◆ **GIVEN PASSAGE**:
■ ■ ■ ■

ClassyU

Tuesday, January 21, 2014

Lit Terms #3

Exposition: part of story where characters and setting are introduced and background information is given

Expressionism:
writing approach in which a writer depicts a character's feelings about a subject rather than the objective surface reality of the subject


Fable:
a short story that teaches an explicit moral or lesson

- The Boy Who Cried Wolf

Fallacy:
a statement or argument based on a false inference; erroneousness

- The cereal must be good because it says so on the box.

Falling action:
the action and dialogue following the climax that lead the reader into the story's end


Farce:
type of comedy that relies on exaggeration, horseplay, and unrealistic or improbable situations to provoke laughter


Figurative language:
language that has meaning beyond the literal meaning

- simile, metaphor, hyperbole, personification

Flashback:
interruption of the chronological order to present something that occurred before the beginning of the story


Foil:
another character in a story who contrasts with the main character usually to highlight one of their attributes

- Harry Potter and Lord Voldemort

Folk tale:
stories passed along from one generation to the next by word-of-mouth rather than written text

-The Three Little Pigs

Foreshadowing:
important hints that an author drops to prepare the reader for what is to come, and help the reader anticiate the outcome


Free verse:
poetry that does not conform to a regular meter or rhyme scheme


Genre:
type of form of literature, music, ect.

■ ■ ■ ■

◆ **MATERIAL**:

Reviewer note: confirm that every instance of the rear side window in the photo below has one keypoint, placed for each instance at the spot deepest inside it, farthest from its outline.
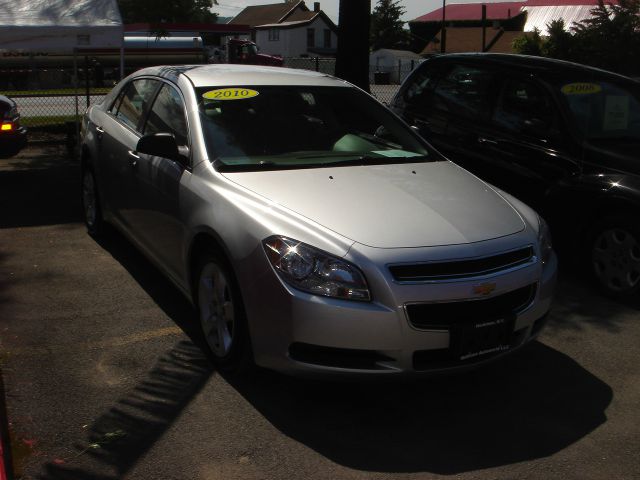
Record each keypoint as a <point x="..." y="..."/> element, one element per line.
<point x="168" y="115"/>
<point x="522" y="105"/>
<point x="134" y="101"/>
<point x="466" y="92"/>
<point x="420" y="90"/>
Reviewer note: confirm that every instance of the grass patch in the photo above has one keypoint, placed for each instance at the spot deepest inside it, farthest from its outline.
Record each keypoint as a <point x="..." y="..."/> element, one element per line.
<point x="46" y="121"/>
<point x="56" y="91"/>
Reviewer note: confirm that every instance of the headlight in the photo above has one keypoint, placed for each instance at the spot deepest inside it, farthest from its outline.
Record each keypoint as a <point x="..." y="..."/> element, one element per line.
<point x="311" y="270"/>
<point x="544" y="240"/>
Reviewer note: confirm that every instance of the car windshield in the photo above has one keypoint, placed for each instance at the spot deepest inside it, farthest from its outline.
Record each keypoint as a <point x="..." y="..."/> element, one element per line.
<point x="603" y="110"/>
<point x="281" y="127"/>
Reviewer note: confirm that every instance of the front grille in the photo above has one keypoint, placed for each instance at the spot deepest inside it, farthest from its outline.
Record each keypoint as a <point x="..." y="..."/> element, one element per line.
<point x="441" y="316"/>
<point x="422" y="272"/>
<point x="337" y="357"/>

■ ■ ■ ■

◆ **REQUIRED TASK**: Return the full literary terms glossary from above, reproducing it word for word from start to finish.

◆ **RESULT OF THIS EXERCISE**:
ClassyU

Tuesday, January 21, 2014

Lit Terms #3

Exposition: part of story where characters and setting are introduced and background information is given

Expressionism:
writing approach in which a writer depicts a character's feelings about a subject rather than the objective surface reality of the subject


Fable:
a short story that teaches an explicit moral or lesson

- The Boy Who Cried Wolf

Fallacy:
a statement or argument based on a false inference; erroneousness

- The cereal must be good because it says so on the box.

Falling action:
the action and dialogue following the climax that lead the reader into the story's end


Farce:
type of comedy that relies on exaggeration, horseplay, and unrealistic or improbable situations to provoke laughter


Figurative language:
language that has meaning beyond the literal meaning

- simile, metaphor, hyperbole, personification

Flashback:
interruption of the chronological order to present something that occurred before the beginning of the story


Foil:
another character in a story who contrasts with the main character usually to highlight one of their attributes

- Harry Potter and Lord Voldemort

Folk tale:
stories passed along from one generation to the next by word-of-mouth rather than written text

-The Three Little Pigs

Foreshadowing:
important hints that an author drops to prepare the reader for what is to come, and help the reader anticiate the outcome


Free verse:
poetry that does not conform to a regular meter or rhyme scheme


Genre:
type of form of literature, music, ect.